Object point labels:
-- BEGIN --

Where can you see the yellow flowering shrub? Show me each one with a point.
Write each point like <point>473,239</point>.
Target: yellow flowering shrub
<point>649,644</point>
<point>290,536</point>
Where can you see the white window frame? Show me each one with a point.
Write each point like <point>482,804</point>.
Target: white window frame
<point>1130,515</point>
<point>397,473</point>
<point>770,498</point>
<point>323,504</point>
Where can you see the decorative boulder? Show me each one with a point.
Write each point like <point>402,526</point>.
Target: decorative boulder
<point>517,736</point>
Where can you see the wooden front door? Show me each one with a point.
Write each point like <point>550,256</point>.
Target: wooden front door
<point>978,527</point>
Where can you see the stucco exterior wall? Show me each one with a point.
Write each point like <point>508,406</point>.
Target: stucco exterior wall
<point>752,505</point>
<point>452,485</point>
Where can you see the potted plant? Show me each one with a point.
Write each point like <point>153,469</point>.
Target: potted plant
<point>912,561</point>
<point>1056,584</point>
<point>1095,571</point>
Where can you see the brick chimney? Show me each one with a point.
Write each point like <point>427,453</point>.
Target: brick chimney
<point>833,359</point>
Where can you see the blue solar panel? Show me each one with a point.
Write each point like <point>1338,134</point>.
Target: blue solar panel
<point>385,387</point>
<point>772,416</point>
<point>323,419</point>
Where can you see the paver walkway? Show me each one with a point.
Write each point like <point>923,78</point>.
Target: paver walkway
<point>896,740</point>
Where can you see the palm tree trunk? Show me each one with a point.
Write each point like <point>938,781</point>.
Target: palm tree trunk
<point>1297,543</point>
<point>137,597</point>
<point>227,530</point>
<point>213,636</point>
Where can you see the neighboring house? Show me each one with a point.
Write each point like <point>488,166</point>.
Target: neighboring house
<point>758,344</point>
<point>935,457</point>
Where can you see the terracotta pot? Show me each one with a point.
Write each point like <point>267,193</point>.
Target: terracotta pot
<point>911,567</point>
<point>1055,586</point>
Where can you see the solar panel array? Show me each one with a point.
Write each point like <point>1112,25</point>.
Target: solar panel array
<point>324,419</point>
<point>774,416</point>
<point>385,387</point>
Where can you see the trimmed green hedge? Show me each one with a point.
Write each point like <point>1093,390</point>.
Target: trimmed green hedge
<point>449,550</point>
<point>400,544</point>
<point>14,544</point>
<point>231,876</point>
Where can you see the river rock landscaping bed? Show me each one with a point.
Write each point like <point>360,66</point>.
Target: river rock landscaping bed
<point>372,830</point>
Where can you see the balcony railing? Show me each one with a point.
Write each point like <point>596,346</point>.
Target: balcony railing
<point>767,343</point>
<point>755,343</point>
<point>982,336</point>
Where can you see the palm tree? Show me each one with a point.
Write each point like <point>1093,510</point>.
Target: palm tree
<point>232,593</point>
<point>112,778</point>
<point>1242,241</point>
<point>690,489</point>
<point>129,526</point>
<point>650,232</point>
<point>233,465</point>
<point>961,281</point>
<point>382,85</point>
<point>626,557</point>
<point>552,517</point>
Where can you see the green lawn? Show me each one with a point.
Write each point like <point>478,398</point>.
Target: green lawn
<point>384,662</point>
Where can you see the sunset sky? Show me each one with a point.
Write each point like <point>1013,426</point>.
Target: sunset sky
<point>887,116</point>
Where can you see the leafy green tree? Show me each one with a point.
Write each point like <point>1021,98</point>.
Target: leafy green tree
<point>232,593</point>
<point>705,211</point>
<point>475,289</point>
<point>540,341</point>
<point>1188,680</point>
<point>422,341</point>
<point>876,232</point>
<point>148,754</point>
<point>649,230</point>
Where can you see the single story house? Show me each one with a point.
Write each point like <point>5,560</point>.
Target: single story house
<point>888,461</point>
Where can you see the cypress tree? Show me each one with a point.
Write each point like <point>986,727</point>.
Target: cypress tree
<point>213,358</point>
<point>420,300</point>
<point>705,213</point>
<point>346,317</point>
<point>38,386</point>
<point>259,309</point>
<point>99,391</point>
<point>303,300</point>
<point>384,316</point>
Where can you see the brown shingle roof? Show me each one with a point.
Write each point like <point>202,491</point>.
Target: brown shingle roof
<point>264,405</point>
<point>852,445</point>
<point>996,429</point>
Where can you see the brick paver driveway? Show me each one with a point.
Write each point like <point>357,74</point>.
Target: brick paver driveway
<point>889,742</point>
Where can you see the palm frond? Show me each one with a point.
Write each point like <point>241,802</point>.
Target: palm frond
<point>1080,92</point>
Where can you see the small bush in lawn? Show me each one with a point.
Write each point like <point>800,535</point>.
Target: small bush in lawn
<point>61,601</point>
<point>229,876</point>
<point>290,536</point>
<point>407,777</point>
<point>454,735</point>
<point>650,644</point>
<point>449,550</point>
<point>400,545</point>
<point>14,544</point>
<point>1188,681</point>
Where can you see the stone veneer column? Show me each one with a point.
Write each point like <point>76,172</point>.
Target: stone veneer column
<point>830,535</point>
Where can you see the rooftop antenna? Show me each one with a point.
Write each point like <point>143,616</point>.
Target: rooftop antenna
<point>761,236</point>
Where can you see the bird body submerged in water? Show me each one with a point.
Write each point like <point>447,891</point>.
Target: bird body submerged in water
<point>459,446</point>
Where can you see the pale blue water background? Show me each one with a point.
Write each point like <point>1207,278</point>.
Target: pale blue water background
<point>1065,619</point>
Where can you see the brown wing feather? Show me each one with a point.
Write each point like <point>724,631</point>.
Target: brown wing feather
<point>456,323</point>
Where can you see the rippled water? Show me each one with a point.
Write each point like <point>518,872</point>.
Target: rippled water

-- END --

__PROBLEM__.
Reproduce exactly the lines from the one with "Where can you see the pale" through the end of the entries above, both ends included.

__ANSWER FOR THIS EXERCISE__.
Where can you see the pale blue water background? Show me each one with a point.
Write each point like <point>1207,278</point>.
Target: pale blue water background
<point>1065,619</point>
Where can you see the brown wing feather? Show me each one with a point.
Write each point like <point>724,631</point>.
Target: brown wing feather
<point>456,323</point>
Where can you see the rippled water? Show me each one with a point.
Write each point like <point>518,872</point>.
Target: rippled water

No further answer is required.